Задание :: Перепиши без изменений отрезок записей ниже: от строки, где встречается «the pink and», до самого конца записей, обе границы включительно.

== == ==

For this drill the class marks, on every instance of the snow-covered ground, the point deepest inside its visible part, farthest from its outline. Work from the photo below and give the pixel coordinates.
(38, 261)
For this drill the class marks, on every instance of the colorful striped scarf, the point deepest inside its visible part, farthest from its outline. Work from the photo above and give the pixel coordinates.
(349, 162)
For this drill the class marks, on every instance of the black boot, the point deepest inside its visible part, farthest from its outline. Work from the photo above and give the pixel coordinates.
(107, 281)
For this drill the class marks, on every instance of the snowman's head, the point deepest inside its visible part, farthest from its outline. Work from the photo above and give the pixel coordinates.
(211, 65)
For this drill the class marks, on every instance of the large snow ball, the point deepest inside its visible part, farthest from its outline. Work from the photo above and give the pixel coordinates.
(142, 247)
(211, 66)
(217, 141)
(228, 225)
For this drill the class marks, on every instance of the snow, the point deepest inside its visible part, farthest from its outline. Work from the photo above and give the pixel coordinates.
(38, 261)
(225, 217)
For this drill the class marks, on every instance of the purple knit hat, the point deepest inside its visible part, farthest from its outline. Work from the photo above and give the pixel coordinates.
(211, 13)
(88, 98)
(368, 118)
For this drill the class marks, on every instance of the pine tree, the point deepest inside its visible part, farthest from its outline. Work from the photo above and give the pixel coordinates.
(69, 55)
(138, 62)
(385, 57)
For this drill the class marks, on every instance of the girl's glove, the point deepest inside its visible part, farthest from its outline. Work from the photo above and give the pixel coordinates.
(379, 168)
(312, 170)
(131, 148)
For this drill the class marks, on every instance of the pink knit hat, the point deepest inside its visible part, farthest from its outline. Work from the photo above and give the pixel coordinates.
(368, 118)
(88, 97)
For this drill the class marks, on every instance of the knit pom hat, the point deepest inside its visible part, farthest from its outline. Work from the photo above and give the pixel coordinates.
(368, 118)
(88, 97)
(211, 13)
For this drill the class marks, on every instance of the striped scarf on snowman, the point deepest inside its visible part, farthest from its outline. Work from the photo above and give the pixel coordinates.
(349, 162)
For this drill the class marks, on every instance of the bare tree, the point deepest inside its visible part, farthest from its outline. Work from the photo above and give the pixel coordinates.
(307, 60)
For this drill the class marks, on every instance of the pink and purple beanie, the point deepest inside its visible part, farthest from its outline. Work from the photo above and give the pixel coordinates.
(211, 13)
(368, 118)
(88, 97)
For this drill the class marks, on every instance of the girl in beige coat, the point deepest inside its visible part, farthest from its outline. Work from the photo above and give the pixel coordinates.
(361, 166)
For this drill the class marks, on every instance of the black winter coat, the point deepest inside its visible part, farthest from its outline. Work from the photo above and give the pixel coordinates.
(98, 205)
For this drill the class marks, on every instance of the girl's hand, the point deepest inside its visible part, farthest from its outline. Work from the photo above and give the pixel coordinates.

== == ==

Решение ::
For this drill the class marks, on every instance of the pink and purple beanie, the point deepest inside its visible part, farthest from its outline. Work from the photo above and give the pixel coordinates.
(211, 13)
(368, 118)
(88, 97)
For this drill the class marks, on every instance of the girl in beige coat, the point deepest inside its visible part, farthest from its outline. Work from the photo above and give the pixel coordinates.
(361, 166)
For this drill the class marks, on every instance of the black winter coat, the point deepest inside its visible part, farthest from its outline. Work from the photo above and give the pixel coordinates.
(98, 205)
For this drill the class marks, on every instance of the girl's hand, the point deepest inside its visible part, farthest from its outline. Work from the photo above and give the pixel coordinates.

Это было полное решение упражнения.